++++ Exercise text ++++
Methods for detecting probable COVID-19 cases from large-scale survey data also reveal probable sex differences in symptom profiles

Front Big Data. 2022 Nov 10:5:1043704. doi: 10.3389/fdata.2022.1043704. eCollection 2022.

Abstract

Background: Daily symptom reporting collected via web-based symptom survey tools holds the potential to improve disease monitoring. Such screening tools might be able to not only discriminate between states of acute illness and non-illness, but also make use of additional demographic information so as to identify how illnesses may differ across groups, such as biological sex. These capabilities may play an important role in the context of future disease outbreaks.

Objective: Use data collected via a daily web-based symptom survey tool to develop a Bayesian model that could differentiate between COVID-19 and other illnesses and refine this model to identify illness profiles that differ by biological sex.

Methods: We used daily symptom profiles to plot symptom progressions for COVID-19, influenza (flu), and the common cold. We then built a Bayesian network to discriminate between these three illnesses based on daily symptom reports. We further separated out the COVID-19 cohort into self-reported female and male subgroups to observe any differences in symptoms relating to sex. We identified key symptoms that contributed to a COVID-19 prediction in both males and females using a logistic regression model.
++++ Collected material ++++
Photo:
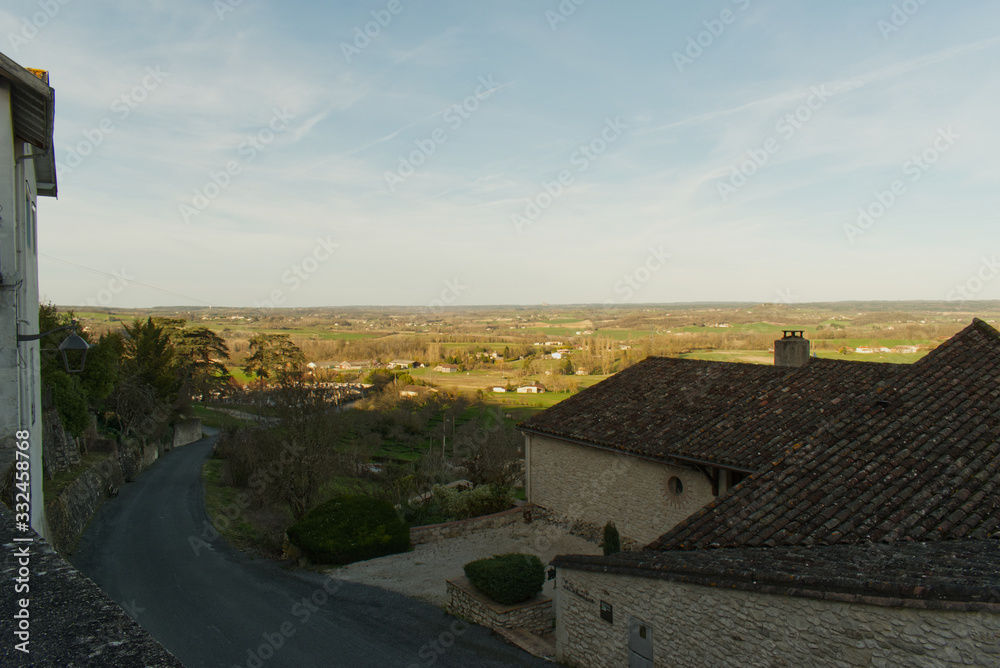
++++
**What is expected:**
Write the next part of the abstract on detecting probable COVID-19 cases from daily symptom survey data, continuing after the paragraph that begins "Methods:".

**Result of the task:**
Results: Although the Bayesian model performed only moderately well in identifying a COVID-19 diagnosis (71.6% true positive rate), the model showed promise in being able to differentiate between COVID-19, flu, and the common cold, as well as periods of acute illness vs. non-illness. Additionally, COVID-19 symptoms differed between the biological sexes; specifically, fever was a more important symptom in identifying subsequent COVID-19 infection among males than among females.

Conclusion: Web-based symptom survey tools hold promise as tools to identify illness and may help with coordinated disease outbreak responses. Incorporating demographic factors such as biological sex into predictive models may elucidate important differences in symptom profiles that hold implications for disease detection.

Keywords: Bayesian network; infectious disease; mHealth; public health; sex as a biological variable.